Excerpt:

__________________________________________________

RFK Jr. Says Panel Will Look at Vaccination Schedule

Before confirmation as health secretary, he promised GOP senator he wouldn't change it
By Newser Editors and Wire Services
Posted Feb 18, 2025 9:22 PM CST
RFK Jr. Says Panel Will Look at Vaccination Schedule
President Trump congratulates Robert F. Kennedy Jr., after he was sworn in as Health and Human Services Secretary in the Oval Office at the White House, Thursday, Feb. 13, 2025.   (Photo/Alex Brandon)

To earn the vote he needed to become the nation's top health official, Robert F. Kennedy Jr. made a special promise to a US senator: He would not change the nation's current vaccination schedule. But on Tuesday, speaking for the first time to thousands of US Health and Human Services agency employees, he vowed to investigate the childhood vaccine schedule that prevents measles, polio, and other dangerous diseases, the AP reports.

  • "Nothing is going to be off limits," Kennedy said, adding that pesticides, food additives, microplastics, antidepressants, and the electromagnetic waves emitted by cellphones and microwaves also would be studied to see if they have contributed to a rise in chronic illnesses such as diabetes and obesity that have plagued the American public.

  • Kennedy's remarks were delivered during a welcome ceremony for the new health secretary at the agency's headquarters in Washington as a measles outbreak among mostly unvaccinated people raged in West Texas. The event was held after a weekend of mass firings of thousands of HHS employees. More dismissals are expected.

__________________________________________________

Entries shown:
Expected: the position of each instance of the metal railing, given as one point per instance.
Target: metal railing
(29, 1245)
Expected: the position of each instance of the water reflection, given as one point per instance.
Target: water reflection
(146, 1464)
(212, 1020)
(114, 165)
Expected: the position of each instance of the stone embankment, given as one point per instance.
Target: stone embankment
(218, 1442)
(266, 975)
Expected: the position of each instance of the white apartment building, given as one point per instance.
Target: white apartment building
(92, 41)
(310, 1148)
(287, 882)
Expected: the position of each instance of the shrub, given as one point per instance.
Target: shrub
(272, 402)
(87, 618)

__________________________________________________

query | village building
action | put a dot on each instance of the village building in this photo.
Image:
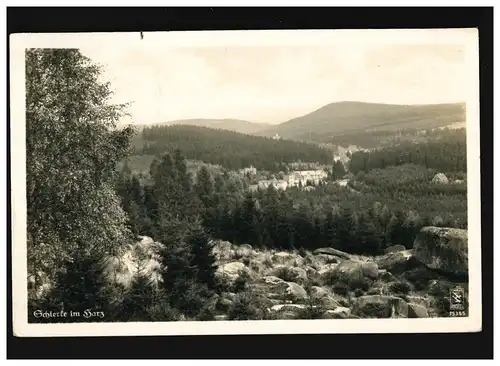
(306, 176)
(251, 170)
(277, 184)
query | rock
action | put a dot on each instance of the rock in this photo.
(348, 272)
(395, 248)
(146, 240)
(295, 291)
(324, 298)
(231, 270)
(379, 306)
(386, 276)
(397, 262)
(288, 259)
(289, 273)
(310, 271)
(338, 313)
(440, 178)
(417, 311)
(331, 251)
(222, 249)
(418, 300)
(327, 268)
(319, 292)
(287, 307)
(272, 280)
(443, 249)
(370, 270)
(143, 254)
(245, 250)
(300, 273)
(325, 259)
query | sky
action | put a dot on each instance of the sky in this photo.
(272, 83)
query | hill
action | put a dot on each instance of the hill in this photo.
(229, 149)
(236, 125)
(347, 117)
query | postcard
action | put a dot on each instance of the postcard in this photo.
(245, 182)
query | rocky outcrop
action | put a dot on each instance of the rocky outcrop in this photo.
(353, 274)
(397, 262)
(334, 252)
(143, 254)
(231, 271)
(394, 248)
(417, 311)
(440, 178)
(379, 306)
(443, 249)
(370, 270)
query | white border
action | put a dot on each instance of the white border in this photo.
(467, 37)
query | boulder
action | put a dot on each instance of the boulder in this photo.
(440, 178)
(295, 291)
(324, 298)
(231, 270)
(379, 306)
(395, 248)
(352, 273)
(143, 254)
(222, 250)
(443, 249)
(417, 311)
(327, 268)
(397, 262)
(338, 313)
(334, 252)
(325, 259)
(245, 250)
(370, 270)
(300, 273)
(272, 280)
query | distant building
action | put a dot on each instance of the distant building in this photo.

__________________________________________________

Assignment A: According to the article on Kennedy's remarks to HHS staff, why did Kennedy promise a US senator that he would not change the nation's vaccination schedule? Answer in one to three sentences.
Assignment B:
Answer these questions from the article on Kennedy's remarks to HHS staff, one answer per line, marked the same way:
(i) On what date was the article posted?
(ii) Where was the welcome ceremony for the new health secretary held?
(iii) What happened to thousands of HHS employees over the weekend before the event?
Assignment C: Write a continuation of the article on Kennedy's remarks to HHS staff, starting right after its last sentence.
The lines above have no connection to the article.

Answer A: He made the promise to earn the vote he needed to become the nation's top health official.

Answer B:
(i) Feb 18, 2025
(ii) At the agency's headquarters in Washington
(iii) They were fired in mass firings.

Answer C:
  • Kennedy said a new "Make America Healthy Again" commission will investigate issues, including childhood vaccinations, that "were formally taboo or insufficiently scrutinized."

  • While Kennedy did not directly call for changes to the vaccination schedule on Tuesday, his plan to investigate it raises questions about his commitment to Republican Sen. Bill Cassidy, a Louisiana physician who harbored deep misgivings over the health secretary's anti-vaccine advocacy. Cassidy ultimately voted to send Kennedy's nomination to the Senate floor after he said Kennedy gave him assurances that he would not alter the federal vaccine schedule.
  • Cassidy said during his Senate speech last month that Kennedy had made a number of promises that stemmed from "intense conversations" to garner his support. Specifically, Cassidy said Kennedy would "maintain the Centers for Disease Control and Prevention's Advisory Committee on Immunization Practices' recommendations without changes."
  • "On this topic, the science is good, the science is credible," Cassidy said during a Senate floor speech earlier this month explaining his vote. "Vaccines save lives. They are safe."